◆ WORK REQUIRED
Rewrite the lines from the line with "of the hanging" through the end of the lines, replacing "light bulb" with "lantern" and leaving everything else as it is.

▼

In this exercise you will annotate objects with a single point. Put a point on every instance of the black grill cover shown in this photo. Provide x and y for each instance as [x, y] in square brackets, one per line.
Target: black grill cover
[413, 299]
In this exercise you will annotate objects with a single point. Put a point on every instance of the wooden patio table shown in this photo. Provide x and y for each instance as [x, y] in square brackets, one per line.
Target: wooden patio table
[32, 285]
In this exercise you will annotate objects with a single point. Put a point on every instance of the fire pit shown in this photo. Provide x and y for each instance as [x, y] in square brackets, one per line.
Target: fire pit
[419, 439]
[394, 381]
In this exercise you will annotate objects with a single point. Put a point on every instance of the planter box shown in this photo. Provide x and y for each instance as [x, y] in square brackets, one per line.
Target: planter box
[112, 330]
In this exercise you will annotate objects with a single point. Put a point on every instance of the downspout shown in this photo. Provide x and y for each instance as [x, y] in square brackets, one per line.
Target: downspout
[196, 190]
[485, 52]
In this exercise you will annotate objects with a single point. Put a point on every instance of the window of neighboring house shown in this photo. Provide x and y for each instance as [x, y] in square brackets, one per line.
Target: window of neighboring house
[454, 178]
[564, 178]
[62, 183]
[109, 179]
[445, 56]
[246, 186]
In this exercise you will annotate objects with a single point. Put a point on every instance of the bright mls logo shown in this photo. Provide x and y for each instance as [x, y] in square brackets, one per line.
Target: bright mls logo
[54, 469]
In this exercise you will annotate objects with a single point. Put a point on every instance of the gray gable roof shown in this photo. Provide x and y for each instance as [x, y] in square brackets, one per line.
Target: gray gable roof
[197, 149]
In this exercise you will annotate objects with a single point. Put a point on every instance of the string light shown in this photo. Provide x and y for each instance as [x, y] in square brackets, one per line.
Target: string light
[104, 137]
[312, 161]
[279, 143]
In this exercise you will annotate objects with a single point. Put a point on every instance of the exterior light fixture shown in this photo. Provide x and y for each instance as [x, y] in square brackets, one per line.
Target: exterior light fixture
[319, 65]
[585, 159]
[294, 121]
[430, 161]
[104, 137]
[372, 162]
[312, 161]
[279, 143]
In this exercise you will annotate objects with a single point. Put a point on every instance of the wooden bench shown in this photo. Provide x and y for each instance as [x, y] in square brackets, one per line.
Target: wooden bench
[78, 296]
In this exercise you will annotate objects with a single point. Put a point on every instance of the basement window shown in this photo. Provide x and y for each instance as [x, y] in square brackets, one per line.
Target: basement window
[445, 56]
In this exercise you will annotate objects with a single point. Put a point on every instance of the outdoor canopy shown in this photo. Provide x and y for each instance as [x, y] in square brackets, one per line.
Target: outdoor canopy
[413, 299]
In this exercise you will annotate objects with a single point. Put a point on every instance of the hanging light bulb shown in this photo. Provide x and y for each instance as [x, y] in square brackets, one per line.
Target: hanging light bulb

▲

◆ WRITTEN ANSWER
In this exercise you will annotate objects with a single point. Put a point on every instance of the hanging lantern shown in this photo. Provide x and y for each instance as [x, y] in square brackets, one per line.
Target: hanging lantern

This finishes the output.